### INSTRUCTIONS FOR THE TASK
Below are entries; tally how many lines hold the string "simplified" and answer with only that figure.

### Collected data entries
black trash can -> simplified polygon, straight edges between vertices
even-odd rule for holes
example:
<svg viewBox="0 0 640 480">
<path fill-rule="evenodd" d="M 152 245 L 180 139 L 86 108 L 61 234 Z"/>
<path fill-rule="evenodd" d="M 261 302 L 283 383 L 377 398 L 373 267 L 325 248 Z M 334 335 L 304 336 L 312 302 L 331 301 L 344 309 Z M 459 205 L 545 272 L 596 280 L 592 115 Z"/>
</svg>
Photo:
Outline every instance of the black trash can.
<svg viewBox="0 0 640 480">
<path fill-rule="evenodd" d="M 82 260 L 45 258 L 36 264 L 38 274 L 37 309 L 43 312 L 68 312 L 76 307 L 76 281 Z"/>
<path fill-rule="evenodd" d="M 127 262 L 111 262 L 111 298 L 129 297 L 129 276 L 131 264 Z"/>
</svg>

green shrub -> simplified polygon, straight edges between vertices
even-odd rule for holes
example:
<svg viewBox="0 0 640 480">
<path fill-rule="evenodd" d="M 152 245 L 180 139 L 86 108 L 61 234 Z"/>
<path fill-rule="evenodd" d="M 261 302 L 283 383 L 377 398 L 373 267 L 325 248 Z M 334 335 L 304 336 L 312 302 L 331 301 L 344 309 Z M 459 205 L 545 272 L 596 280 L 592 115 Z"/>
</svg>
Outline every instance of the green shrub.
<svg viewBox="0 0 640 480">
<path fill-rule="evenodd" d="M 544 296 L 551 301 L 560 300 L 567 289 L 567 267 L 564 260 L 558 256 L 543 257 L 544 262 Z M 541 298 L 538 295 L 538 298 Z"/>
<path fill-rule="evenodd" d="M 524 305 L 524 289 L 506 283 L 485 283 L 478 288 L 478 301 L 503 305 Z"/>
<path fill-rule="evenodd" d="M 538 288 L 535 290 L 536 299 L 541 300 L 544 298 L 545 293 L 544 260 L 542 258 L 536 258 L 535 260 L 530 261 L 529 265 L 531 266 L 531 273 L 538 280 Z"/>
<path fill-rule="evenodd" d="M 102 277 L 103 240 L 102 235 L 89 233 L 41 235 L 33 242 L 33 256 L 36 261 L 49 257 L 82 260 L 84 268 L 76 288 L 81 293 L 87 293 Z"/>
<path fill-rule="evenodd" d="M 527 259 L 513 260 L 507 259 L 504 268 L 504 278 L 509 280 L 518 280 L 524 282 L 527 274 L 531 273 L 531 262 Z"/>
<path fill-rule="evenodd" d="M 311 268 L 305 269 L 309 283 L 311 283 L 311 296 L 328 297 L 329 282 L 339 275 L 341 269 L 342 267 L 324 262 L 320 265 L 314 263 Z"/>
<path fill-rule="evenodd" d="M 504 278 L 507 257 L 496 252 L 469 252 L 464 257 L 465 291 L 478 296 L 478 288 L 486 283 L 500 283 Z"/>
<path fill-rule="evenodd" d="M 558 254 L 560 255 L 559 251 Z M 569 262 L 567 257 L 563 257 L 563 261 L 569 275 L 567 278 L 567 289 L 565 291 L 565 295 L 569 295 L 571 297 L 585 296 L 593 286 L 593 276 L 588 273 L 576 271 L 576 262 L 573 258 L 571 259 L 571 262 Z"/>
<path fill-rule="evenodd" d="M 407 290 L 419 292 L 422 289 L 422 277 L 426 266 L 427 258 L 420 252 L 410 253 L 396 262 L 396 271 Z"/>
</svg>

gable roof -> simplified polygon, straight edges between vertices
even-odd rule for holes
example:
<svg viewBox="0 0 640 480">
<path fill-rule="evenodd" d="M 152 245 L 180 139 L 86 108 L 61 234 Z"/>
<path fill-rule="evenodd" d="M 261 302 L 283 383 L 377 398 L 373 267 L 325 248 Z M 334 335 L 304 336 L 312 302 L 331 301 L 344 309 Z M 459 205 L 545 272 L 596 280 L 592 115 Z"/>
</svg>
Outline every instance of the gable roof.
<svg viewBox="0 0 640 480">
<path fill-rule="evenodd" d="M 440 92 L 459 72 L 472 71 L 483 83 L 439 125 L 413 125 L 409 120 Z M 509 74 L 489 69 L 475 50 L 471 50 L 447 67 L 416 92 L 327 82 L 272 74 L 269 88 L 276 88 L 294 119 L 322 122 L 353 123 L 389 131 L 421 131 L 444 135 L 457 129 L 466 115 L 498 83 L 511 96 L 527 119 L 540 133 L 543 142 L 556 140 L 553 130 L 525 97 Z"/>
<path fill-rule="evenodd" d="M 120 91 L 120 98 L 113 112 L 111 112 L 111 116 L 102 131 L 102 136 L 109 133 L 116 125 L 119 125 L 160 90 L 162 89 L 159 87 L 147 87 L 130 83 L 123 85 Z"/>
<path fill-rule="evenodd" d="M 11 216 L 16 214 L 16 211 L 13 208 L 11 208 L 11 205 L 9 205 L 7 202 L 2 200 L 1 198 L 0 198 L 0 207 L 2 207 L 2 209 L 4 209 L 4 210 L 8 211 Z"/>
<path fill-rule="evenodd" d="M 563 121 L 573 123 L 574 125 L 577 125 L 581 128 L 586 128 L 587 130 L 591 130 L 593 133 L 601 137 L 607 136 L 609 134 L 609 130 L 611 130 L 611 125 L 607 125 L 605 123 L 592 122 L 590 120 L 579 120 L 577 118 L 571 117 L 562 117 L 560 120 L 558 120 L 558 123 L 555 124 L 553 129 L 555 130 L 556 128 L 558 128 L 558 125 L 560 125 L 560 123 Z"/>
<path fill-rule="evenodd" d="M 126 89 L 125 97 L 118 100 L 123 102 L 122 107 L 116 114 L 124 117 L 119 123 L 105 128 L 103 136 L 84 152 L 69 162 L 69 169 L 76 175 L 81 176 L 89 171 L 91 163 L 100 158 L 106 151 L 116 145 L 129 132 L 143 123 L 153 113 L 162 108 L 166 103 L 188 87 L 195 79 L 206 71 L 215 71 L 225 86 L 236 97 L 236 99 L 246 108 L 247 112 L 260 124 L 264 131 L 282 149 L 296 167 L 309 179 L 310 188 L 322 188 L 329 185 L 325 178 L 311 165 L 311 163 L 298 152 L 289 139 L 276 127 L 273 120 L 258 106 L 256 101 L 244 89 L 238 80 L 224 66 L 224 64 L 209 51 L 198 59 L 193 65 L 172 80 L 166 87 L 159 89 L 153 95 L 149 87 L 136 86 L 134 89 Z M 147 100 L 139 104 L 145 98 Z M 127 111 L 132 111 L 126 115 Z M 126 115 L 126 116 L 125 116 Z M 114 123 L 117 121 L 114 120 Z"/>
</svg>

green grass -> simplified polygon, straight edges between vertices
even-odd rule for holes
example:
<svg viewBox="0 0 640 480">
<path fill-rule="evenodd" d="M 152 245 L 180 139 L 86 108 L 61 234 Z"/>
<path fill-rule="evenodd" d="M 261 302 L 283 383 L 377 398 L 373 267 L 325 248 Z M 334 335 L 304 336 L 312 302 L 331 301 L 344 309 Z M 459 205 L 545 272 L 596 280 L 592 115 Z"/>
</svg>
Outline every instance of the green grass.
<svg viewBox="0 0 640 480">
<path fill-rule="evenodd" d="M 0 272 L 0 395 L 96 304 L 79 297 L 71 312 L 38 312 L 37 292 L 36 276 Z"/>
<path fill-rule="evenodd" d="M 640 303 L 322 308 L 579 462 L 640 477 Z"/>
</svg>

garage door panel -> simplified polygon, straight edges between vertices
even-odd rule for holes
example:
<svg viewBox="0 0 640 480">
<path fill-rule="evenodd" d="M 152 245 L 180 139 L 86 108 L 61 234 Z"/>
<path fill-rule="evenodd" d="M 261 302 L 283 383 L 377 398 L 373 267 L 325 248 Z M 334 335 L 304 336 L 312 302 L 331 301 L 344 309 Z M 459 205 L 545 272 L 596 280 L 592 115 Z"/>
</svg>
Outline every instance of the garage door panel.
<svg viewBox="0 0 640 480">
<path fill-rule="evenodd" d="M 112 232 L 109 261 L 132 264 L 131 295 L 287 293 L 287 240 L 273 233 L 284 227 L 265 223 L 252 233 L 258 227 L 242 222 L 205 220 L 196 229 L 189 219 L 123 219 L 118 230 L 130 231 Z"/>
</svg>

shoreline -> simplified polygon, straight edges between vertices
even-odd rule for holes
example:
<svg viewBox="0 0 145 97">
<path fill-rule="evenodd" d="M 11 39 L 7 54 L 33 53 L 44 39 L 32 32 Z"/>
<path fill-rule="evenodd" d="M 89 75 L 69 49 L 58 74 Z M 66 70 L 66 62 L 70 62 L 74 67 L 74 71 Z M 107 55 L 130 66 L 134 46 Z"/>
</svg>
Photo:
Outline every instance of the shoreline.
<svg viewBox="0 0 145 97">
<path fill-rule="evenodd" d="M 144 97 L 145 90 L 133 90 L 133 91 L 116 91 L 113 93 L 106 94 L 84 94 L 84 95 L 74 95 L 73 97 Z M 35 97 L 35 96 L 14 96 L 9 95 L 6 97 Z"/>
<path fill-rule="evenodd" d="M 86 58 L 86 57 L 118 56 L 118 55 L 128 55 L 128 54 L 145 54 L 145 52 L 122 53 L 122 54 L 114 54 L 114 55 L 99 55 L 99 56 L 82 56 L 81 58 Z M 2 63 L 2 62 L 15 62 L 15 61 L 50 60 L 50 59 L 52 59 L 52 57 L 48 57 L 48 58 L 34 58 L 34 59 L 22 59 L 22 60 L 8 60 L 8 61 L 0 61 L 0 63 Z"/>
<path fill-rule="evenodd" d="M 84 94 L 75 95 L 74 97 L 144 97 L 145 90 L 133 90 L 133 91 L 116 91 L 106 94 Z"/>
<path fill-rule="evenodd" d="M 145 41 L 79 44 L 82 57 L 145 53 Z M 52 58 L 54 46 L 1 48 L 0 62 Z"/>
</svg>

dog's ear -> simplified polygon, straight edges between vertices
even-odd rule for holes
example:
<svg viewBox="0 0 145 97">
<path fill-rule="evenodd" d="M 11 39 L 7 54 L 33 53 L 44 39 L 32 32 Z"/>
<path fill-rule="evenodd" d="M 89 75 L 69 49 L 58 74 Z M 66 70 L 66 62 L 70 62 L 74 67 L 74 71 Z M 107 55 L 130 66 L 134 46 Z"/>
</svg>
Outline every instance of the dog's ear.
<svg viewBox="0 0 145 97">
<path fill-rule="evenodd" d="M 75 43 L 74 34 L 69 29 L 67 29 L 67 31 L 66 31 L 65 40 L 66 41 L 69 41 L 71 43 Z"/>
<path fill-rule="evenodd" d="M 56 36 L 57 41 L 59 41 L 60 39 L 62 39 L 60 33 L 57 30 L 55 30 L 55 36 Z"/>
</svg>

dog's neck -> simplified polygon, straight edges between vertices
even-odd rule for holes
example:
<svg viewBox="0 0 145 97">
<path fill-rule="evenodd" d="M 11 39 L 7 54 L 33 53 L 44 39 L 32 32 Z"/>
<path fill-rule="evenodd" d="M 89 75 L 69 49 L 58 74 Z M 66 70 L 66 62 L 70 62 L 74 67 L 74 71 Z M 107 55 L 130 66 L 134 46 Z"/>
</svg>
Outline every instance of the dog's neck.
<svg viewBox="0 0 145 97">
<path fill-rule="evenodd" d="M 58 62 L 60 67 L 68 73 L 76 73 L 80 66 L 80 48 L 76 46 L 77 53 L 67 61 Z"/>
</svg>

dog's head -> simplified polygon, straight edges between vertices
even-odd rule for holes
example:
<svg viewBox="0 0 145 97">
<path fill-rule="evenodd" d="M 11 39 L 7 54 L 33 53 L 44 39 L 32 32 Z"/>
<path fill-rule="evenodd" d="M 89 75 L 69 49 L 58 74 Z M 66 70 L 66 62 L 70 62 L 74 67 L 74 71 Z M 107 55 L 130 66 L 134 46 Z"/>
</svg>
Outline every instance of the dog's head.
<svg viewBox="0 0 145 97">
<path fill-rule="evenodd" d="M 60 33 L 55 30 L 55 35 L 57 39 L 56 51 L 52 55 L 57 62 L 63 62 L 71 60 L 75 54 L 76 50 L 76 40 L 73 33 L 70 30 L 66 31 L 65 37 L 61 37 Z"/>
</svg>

### RESPONSE TO THIS TASK
9